- _Directions for this task_
All of the data must be printed exactly; please include every line.

(Stored data entries)
Content starts
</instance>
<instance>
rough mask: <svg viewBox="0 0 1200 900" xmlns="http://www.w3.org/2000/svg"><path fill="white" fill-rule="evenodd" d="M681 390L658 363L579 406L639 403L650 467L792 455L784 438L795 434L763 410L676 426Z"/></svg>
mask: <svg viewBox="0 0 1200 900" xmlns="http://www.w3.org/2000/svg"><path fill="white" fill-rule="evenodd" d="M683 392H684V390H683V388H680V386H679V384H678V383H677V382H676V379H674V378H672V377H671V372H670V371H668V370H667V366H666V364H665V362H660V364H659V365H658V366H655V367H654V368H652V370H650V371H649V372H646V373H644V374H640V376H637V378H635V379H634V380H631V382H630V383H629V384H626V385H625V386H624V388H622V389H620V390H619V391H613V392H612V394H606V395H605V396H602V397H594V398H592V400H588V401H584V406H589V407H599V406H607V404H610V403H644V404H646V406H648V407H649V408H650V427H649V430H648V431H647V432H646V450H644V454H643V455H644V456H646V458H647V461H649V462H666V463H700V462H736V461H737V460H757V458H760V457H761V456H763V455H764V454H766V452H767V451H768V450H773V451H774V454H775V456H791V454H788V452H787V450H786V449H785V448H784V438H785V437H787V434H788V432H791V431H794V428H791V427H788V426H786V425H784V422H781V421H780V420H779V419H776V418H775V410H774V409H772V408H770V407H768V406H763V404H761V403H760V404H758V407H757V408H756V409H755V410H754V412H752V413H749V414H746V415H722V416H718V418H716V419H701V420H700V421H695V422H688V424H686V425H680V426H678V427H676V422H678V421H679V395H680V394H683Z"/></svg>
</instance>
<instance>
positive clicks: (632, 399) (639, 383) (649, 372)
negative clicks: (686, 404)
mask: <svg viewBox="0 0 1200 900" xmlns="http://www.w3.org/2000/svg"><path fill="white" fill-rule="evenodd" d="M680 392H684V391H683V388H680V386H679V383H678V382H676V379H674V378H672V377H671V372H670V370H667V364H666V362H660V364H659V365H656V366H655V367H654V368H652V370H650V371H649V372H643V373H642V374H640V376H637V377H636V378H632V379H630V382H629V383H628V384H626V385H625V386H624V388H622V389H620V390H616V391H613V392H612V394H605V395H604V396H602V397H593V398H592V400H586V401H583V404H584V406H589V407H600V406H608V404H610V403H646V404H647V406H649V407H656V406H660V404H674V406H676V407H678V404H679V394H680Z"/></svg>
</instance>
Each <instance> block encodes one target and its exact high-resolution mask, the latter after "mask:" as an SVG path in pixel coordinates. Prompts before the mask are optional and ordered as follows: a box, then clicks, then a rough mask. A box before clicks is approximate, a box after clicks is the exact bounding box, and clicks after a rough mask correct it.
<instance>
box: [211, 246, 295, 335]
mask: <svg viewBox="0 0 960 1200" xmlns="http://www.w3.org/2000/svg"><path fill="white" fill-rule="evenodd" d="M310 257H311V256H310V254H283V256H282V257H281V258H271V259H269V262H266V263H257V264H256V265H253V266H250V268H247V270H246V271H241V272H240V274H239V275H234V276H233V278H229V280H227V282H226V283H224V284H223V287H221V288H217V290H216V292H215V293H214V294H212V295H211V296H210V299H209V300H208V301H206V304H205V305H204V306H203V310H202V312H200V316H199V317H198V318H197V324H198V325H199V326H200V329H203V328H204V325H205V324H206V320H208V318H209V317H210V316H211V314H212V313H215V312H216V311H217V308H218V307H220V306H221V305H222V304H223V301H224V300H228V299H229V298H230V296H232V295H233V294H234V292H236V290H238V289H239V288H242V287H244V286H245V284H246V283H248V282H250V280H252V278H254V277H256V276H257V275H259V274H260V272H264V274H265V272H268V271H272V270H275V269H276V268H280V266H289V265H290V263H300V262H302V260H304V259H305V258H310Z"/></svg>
Content ends
- _Solution_
</instance>
<instance>
rough mask: <svg viewBox="0 0 1200 900" xmlns="http://www.w3.org/2000/svg"><path fill="white" fill-rule="evenodd" d="M681 390L658 363L579 406L639 403L650 467L792 455L784 438L795 434L763 410L676 426Z"/></svg>
mask: <svg viewBox="0 0 1200 900" xmlns="http://www.w3.org/2000/svg"><path fill="white" fill-rule="evenodd" d="M683 392H684V390H683V388H680V386H679V384H678V383H677V382H676V379H674V378H672V377H671V372H670V371H668V370H667V366H666V364H665V362H660V364H659V365H658V366H655V367H654V368H652V370H650V371H649V372H646V373H644V374H640V376H637V378H635V379H634V380H631V382H630V383H629V384H626V385H625V386H624V388H622V389H620V390H619V391H613V392H612V394H606V395H605V396H602V397H594V398H592V400H588V401H584V406H589V407H599V406H607V404H610V403H644V404H646V406H648V407H649V408H650V427H649V430H648V431H647V432H646V450H644V454H643V455H644V456H646V458H647V461H649V462H666V463H700V462H736V461H737V460H757V458H760V457H761V456H763V455H764V454H766V452H767V451H768V450H773V451H774V454H775V456H791V454H788V452H787V450H786V449H785V448H784V438H785V437H787V434H788V432H791V431H794V428H791V427H788V426H786V425H784V422H781V421H780V420H779V419H776V418H775V410H774V409H772V408H770V407H768V406H763V404H761V403H760V404H758V407H757V408H756V409H755V410H754V412H752V413H749V414H746V415H722V416H718V418H716V419H701V420H700V421H695V422H688V424H686V425H680V426H678V427H676V422H678V421H679V395H680V394H683Z"/></svg>
</instance>
<instance>
positive clicks: (632, 399) (639, 383) (649, 372)
negative clicks: (686, 404)
mask: <svg viewBox="0 0 1200 900" xmlns="http://www.w3.org/2000/svg"><path fill="white" fill-rule="evenodd" d="M680 392H684V391H683V388H680V386H679V383H678V382H676V379H674V378H672V377H671V372H670V370H667V364H666V362H660V364H659V365H656V366H655V367H654V368H652V370H650V371H649V372H643V373H642V374H640V376H637V377H636V378H632V379H630V382H629V383H628V384H626V385H625V386H624V388H622V389H620V390H616V391H613V392H612V394H605V395H604V396H602V397H593V398H592V400H586V401H583V404H584V406H589V407H600V406H608V404H610V403H646V404H647V406H649V407H656V406H660V404H674V406H676V407H678V404H679V394H680Z"/></svg>
</instance>
Each <instance> block encodes one target and its exact high-resolution mask, the latter after "mask:" as an SVG path in pixel coordinates. Prompts before the mask are optional and ordered as follows: a box, then clicks, then a rough mask. A box before clicks is approximate, a box after clicks is the exact bounding box, and clicks after a rough mask correct it.
<instance>
box: [211, 246, 295, 335]
mask: <svg viewBox="0 0 960 1200" xmlns="http://www.w3.org/2000/svg"><path fill="white" fill-rule="evenodd" d="M310 257H311V256H310V254H283V256H282V257H281V258H271V259H269V262H266V263H257V264H256V265H253V266H250V268H247V270H246V271H241V272H240V274H239V275H234V276H233V278H229V280H227V282H226V283H224V284H223V287H221V288H217V290H216V292H215V293H214V294H212V295H211V296H210V299H209V300H208V301H206V304H205V305H204V306H203V310H202V312H200V316H199V317H198V318H197V324H198V325H199V326H200V329H203V328H204V325H205V324H206V320H208V318H209V317H210V316H211V314H212V313H215V312H216V311H217V308H218V307H220V306H221V305H222V304H223V301H224V300H228V299H229V298H230V296H232V295H233V294H234V292H236V290H238V289H239V288H242V287H244V286H245V284H246V283H248V282H250V280H252V278H254V277H256V276H257V275H259V274H260V272H264V274H265V272H268V271H272V270H275V269H276V268H280V266H289V265H290V263H300V262H302V260H304V259H305V258H310Z"/></svg>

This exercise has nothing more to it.